== WHAT YOU NEED TO DO ==
Rewrite the rows from the line that contains "the white chrysanthemum" through the line that contains "pixel 239 76", inclusive, replacing "white chrysanthemum flower" with "white daisy" and leaving everything else unchanged. Leave the pictures out of your answer.

== PROVIDED RECORDS ==
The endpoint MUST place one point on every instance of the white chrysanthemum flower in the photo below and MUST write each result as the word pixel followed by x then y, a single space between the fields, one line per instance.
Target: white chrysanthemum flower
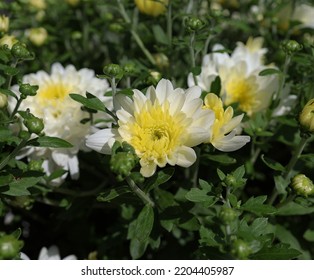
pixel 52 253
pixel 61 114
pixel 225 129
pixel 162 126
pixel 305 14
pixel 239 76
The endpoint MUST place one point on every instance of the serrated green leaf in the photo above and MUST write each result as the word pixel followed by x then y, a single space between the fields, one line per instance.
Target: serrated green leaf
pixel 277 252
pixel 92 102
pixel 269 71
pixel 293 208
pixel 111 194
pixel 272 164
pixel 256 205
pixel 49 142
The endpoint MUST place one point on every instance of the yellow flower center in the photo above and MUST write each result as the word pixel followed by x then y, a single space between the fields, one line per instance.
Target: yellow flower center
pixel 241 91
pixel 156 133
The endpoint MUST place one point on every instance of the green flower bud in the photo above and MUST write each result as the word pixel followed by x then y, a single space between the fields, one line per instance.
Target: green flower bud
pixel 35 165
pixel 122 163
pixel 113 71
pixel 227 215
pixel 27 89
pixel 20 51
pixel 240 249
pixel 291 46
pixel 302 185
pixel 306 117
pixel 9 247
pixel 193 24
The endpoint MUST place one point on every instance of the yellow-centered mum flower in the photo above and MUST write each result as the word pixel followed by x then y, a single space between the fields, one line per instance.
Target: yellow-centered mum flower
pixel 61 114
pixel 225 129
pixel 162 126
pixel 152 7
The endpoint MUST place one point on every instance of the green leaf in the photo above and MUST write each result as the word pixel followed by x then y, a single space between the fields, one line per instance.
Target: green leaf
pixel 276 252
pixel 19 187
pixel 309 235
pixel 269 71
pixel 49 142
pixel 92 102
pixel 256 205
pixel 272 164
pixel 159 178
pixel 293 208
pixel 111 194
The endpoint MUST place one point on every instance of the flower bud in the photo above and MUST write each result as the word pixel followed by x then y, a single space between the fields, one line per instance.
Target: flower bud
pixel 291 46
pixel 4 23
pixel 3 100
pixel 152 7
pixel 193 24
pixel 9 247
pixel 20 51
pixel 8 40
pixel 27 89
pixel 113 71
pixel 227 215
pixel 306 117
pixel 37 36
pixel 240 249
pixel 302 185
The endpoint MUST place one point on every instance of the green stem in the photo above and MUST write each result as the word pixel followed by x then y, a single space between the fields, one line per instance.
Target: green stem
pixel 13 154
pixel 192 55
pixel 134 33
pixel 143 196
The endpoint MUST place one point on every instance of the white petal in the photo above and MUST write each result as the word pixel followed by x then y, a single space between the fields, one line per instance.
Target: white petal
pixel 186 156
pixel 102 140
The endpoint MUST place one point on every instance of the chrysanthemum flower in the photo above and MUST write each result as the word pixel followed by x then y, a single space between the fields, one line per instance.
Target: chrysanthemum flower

--

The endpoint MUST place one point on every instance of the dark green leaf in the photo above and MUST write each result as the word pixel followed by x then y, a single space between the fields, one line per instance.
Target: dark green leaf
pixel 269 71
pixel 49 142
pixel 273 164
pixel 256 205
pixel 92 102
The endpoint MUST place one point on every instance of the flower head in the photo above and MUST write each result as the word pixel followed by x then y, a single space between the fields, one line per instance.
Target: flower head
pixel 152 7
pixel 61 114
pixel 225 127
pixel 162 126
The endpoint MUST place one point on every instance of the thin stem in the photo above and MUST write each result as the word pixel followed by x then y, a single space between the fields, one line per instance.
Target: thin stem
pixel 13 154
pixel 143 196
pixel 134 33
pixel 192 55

== RESPONSE ==
The endpoint MUST place one point on every instance of the white daisy in the photo below and MUST write each result as the word pixel followed by x then y, a single space between the fields, one line per instance.
Target: white daisy
pixel 52 253
pixel 61 114
pixel 225 129
pixel 162 126
pixel 305 14
pixel 239 76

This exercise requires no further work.